Shape boundary entries:
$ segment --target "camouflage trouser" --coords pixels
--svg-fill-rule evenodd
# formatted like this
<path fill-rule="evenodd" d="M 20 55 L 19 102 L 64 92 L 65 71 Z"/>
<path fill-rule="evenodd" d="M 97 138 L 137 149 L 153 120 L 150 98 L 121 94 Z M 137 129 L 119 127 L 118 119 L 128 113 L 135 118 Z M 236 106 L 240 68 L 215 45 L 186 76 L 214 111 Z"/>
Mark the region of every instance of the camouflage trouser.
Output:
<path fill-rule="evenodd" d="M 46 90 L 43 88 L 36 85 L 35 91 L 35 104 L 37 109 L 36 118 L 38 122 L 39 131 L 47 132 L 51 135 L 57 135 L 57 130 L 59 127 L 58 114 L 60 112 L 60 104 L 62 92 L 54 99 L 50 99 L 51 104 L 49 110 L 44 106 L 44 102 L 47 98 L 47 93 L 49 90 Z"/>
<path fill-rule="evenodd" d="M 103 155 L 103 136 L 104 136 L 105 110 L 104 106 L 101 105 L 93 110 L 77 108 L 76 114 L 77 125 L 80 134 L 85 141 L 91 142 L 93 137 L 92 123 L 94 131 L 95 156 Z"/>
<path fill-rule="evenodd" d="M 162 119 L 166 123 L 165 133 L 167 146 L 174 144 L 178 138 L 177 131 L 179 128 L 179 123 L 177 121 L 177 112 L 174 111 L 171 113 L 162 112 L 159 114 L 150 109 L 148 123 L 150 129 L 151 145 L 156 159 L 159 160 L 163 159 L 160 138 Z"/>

GOAL: Rewrite every line of the records from the start through the line containing "91 L 35 104", both ends included and requests kept in place. Scale each coordinate in the answers by 0.75 and round to whole numbers, with halves rounded up, leaving the numbers in the requests and their format samples as they are.

ANSWER TO THE TASK:
$ segment --target "camouflage trouser" --coords pixels
--svg-fill-rule evenodd
# formatted like this
<path fill-rule="evenodd" d="M 20 55 L 19 102 L 64 92 L 65 71 Z"/>
<path fill-rule="evenodd" d="M 97 138 L 137 149 L 153 120 L 150 98 L 121 94 Z M 137 129 L 119 127 L 118 119 L 128 113 L 135 118 Z M 236 106 L 240 68 L 215 45 L 186 76 L 214 111 Z"/>
Mark the region of every instance of the camouflage trouser.
Output:
<path fill-rule="evenodd" d="M 35 68 L 32 66 L 27 64 L 26 68 L 26 78 L 28 82 L 27 89 L 29 92 L 29 98 L 35 99 L 38 101 L 43 101 L 43 98 L 44 95 L 44 86 L 45 84 L 45 78 L 47 69 L 41 74 L 38 74 L 38 78 L 37 83 L 33 80 L 33 77 L 35 74 L 35 70 L 37 68 Z"/>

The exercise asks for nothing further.